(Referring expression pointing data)
::::
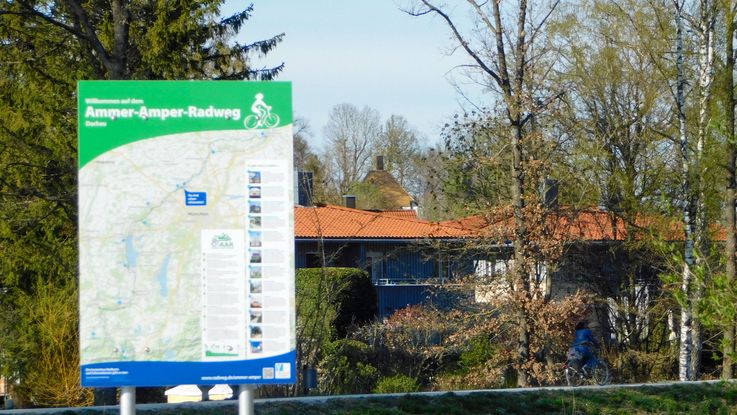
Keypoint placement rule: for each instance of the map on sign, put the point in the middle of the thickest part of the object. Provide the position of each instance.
(186, 234)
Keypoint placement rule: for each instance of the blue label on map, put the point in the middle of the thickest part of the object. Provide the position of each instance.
(195, 198)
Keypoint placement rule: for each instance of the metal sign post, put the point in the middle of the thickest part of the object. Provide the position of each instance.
(128, 400)
(245, 399)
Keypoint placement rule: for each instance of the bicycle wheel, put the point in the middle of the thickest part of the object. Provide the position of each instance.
(573, 376)
(250, 122)
(271, 120)
(600, 373)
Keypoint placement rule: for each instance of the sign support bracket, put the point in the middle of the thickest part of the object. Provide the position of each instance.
(128, 400)
(245, 399)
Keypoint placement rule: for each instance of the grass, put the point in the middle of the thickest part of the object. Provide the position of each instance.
(715, 398)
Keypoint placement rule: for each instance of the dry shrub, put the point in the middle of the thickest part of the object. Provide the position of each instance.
(53, 377)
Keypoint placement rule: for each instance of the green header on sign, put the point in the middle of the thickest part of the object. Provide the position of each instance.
(115, 113)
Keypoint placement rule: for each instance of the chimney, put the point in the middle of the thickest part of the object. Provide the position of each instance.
(379, 162)
(304, 188)
(550, 193)
(349, 201)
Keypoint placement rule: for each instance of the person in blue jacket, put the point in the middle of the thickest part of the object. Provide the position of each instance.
(584, 342)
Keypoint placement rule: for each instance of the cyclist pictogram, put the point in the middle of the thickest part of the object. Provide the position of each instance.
(262, 116)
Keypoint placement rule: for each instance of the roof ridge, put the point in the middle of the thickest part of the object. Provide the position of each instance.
(378, 214)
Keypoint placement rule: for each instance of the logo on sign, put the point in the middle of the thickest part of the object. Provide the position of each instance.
(262, 116)
(282, 370)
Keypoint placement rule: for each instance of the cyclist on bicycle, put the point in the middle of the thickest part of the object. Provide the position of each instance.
(583, 343)
(260, 108)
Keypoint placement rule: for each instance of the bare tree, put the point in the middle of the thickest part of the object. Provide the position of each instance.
(505, 54)
(351, 136)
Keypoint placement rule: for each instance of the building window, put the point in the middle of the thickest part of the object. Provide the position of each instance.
(313, 260)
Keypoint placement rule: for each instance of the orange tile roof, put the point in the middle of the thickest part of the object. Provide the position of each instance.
(332, 221)
(401, 213)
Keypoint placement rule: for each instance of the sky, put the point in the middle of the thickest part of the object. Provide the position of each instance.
(361, 52)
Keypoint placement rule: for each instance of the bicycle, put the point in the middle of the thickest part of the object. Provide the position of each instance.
(596, 370)
(254, 121)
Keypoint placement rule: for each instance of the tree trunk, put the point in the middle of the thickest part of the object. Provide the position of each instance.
(730, 248)
(684, 359)
(706, 77)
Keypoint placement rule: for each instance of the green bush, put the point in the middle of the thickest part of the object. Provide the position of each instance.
(331, 300)
(397, 384)
(343, 371)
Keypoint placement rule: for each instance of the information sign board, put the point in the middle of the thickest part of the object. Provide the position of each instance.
(186, 233)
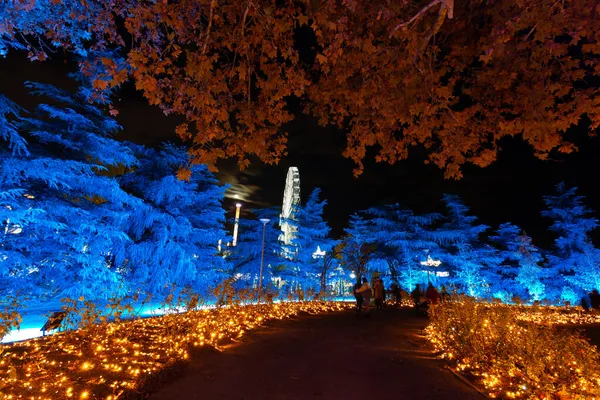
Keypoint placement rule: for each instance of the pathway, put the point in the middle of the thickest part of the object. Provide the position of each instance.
(329, 356)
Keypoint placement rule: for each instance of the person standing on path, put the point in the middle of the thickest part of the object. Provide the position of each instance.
(365, 292)
(378, 288)
(358, 296)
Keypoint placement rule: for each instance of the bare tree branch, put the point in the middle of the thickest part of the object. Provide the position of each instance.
(417, 15)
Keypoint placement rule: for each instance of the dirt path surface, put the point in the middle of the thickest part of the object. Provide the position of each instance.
(329, 356)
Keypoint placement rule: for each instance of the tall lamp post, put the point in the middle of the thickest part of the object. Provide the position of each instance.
(262, 258)
(237, 220)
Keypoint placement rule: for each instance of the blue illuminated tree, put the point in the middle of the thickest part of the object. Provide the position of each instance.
(175, 233)
(468, 257)
(313, 233)
(574, 256)
(244, 260)
(403, 239)
(63, 216)
(521, 273)
(357, 246)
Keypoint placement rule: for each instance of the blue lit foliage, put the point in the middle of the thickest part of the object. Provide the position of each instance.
(402, 240)
(467, 256)
(85, 215)
(244, 259)
(174, 234)
(521, 270)
(357, 246)
(27, 23)
(61, 216)
(313, 233)
(575, 257)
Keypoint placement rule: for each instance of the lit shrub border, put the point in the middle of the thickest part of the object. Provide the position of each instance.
(513, 356)
(105, 361)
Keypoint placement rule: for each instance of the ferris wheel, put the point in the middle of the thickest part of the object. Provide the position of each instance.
(291, 203)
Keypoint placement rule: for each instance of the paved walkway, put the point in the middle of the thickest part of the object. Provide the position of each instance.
(329, 356)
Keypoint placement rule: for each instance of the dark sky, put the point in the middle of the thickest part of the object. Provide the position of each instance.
(509, 190)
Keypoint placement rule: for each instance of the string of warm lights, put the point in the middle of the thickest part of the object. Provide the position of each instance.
(110, 359)
(517, 351)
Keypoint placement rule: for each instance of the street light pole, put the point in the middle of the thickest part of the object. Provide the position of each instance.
(262, 258)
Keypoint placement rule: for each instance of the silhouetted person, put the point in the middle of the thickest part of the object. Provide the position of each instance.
(416, 295)
(432, 295)
(357, 296)
(378, 288)
(365, 292)
(396, 293)
(595, 299)
(444, 294)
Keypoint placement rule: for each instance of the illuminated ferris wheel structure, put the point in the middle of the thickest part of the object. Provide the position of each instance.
(291, 204)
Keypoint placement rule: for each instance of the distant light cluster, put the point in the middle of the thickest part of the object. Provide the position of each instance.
(107, 360)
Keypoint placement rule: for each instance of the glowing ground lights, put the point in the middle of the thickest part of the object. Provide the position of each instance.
(107, 360)
(517, 351)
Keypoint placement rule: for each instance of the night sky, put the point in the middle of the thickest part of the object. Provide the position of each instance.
(510, 190)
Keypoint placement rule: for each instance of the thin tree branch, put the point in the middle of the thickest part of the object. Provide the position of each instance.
(213, 5)
(417, 15)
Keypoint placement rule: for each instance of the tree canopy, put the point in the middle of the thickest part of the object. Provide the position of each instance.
(453, 77)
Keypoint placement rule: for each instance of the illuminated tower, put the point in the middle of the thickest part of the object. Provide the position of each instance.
(290, 206)
(238, 206)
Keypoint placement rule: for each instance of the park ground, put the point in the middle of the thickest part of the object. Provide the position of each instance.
(330, 356)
::::
- _TASK TO COMPLETE_: Set every entry down again word for word, but not the pictures.

- _EXPECTED ANSWER_:
Keypoint placement rule: for each instance of the map on sign, put the point in the middle of the thickest part of the object. Provide the position of each instance.
(186, 234)
Keypoint placement rule: for each instance of the blue label on map, put the point in the middle of the thickest part of the object. Provide the position of each instance.
(195, 198)
Keypoint placement rule: for each instance of the metal sign post, put the point in the middle of the thickest part of the object. Provide the position of each instance.
(128, 400)
(245, 399)
Keypoint placement rule: for each instance of the bicycle wheel, put the point in the middle of the thickest part of the object. Provide the position of each instance.
(573, 376)
(250, 122)
(271, 120)
(600, 373)
Keypoint placement rule: for each instance of the sign support bracket, put the point in the middle of the thickest part of the object. Provide the position of each instance.
(128, 400)
(245, 399)
Keypoint placement rule: for each instance of the grass, put the point in the middle of the thickest part of the object. Provide the position of each instance.
(715, 398)
Keypoint placement rule: for each instance of the dry shrub, put the point in the middle of the thickest part of the object. Provide the position of each instance.
(53, 377)
Keypoint placement rule: for each instance of the green header on sign, put the point in the middle of the thickest part of the object. Provide the position of each instance.
(115, 113)
Keypoint placement rule: for each instance of the chimney, put the point in the middle of the thickest part of the object. Provide the position of each instance.
(379, 162)
(304, 188)
(550, 193)
(349, 201)
Keypoint placement rule: for each instance of the person in blue jacket, put the point in the middle of the thickest part of the object. Provide the position of each instance.
(584, 342)
Keypoint placement rule: for each instance of the cyclist pictogram, put the point in the middle of the thickest part of the object. Provide the position of each instance.
(262, 116)
Keypoint placement rule: for each instance of the roof ridge, put the point in the middle of the thickest part of the object. Provide the position of each instance.
(378, 214)
Keypoint placement rule: for each instance of the logo on sign, put the point in the middle of the thickest part of the object. Provide the position of each instance.
(262, 116)
(282, 370)
Keypoint placement rule: for each instance of the cyclist on bicycle, put the point in the middle of the thickest part of the object. Provide the position of each instance.
(583, 343)
(260, 108)
Keypoint placement rule: for each instance of the bare tree, put the point in the middle of the thickest part of the object. Provide the position of each instance.
(505, 54)
(351, 136)
Keypoint placement rule: for each instance of the building window, put the point in the middle of the thickest part of the object. Provide the position of each instance.
(313, 260)
Keypoint placement rule: for each instance of the orange tile roof, put the point in the middle of the thickest part of the object. Provide the position of each instance.
(332, 221)
(401, 213)
Keypoint placement rule: for each instance of the sky, put the point in the middle of the thickest part of the object. Provide the position of each instance.
(361, 52)
Keypoint placement rule: for each instance of the bicycle, put the point in the middle of the thickest part of the object. Provide the position of each instance.
(596, 370)
(254, 121)
Keypoint placement rule: for each instance of the tree trunk, put the point in the middle of the thickest part of the object. Provide the position of each instance.
(730, 248)
(684, 359)
(706, 77)
Keypoint placement rule: for each instance of the green bush, put the point in the middle of the thickest part of the object. Provide the position of each instance.
(331, 300)
(397, 384)
(343, 371)
Keypoint placement rule: for each instance of the information sign board, put the point in the middle of the thickest part of the object. Provide the position of each instance.
(186, 233)
Keypoint placement rule: for each instance of the pathway, put the point in the middle of the thickest part of the object. Provide the position of each instance.
(329, 356)
Keypoint placement rule: for each instance of the person standing on path, put the point in the middle of the thickest part of the object. Provide the position of each instance.
(365, 292)
(378, 288)
(358, 296)
Keypoint placement rule: for each instance of the bare tree branch, put the point in the middle of the thickest part of the object. Provide the position of each instance.
(417, 15)
Keypoint placement rule: for each instance of the dirt path surface, put the point in the middle of the thickest part of the object. Provide the position of each instance.
(329, 356)
Keypoint placement rule: for each instance of the tall lamp post, put the point in the middle of the thickest part of the object. Provide the position of each instance.
(262, 258)
(237, 220)
Keypoint placement rule: for each instance of the blue illuminated tree, put the point in the middle of the thickest part of the object. Provide the position of each instance.
(175, 233)
(468, 257)
(313, 233)
(574, 256)
(244, 260)
(403, 239)
(63, 216)
(521, 273)
(357, 246)
Keypoint placement rule: for each instance of the blue lit foliage, put the point in the middle of the thickest part of the object. Provide the position of each instance.
(402, 240)
(467, 256)
(85, 215)
(244, 259)
(174, 234)
(521, 270)
(357, 246)
(27, 23)
(61, 216)
(313, 233)
(575, 257)
Keypoint placement rule: for each instance of the lit shrub border, put the point in the middle of the thickest part of the object. Provide the position of each instance.
(513, 356)
(105, 361)
Keypoint placement rule: for each instance of the ferris wheel, put the point in the middle of the thickest part of the object. Provide the position of each instance.
(291, 203)
Keypoint placement rule: for each instance of the paved walkway, put the point in the middle of the thickest part of the object. Provide the position of each instance.
(329, 356)
Keypoint placement rule: for each instance of the dark sky, put the point in the middle of the thickest part of the object. Provide the position of each instance.
(509, 190)
Keypoint placement rule: for each instance of the string of warm lights, put the point in the middle of the thickest part of the object. Provide the position of each instance.
(110, 359)
(517, 351)
Keypoint placement rule: for each instance of the street light pole, put the point in the middle of the thickest part of the object. Provide the position of each instance.
(262, 258)
Keypoint placement rule: for each instance of the silhouetted person, put the point in the middle of the thickest part of the object. Provide the position of each instance.
(416, 295)
(432, 295)
(357, 296)
(378, 288)
(365, 292)
(396, 293)
(595, 299)
(444, 294)
Keypoint placement rule: for each instance of the illuminated ferris wheel structure, put the point in the middle of the thickest part of the object. Provide the position of each instance.
(291, 204)
Keypoint placement rule: for each instance of the distant light cluster, put the point in the middle of the thickest part of the object. Provide the position of each instance.
(107, 360)
Keypoint placement rule: for each instance of the glowing ground lights, put the point in the middle of the thickest part of the object. Provide the position of each instance.
(107, 360)
(517, 351)
Keypoint placement rule: for each instance of the night sky, put the point in the middle of the thickest part of the object. Provide the position of each instance.
(510, 190)
Keypoint placement rule: for each instance of the thin tree branch, put the point in the middle of the thickest part of the object. Provide the position of each instance.
(213, 5)
(417, 15)
Keypoint placement rule: for each instance of the tree canopy, put the point in the middle of the thickest part of the object. Provide the position of each instance.
(453, 77)
Keypoint placement rule: for each instance of the illuminated tower, put the point in the middle of the thickest part of the object. Provide the position of each instance.
(290, 206)
(238, 206)
Keypoint placement rule: for each instance of the park ground, put the point in the middle of the thickest part of the object. Provide the position of each instance.
(330, 356)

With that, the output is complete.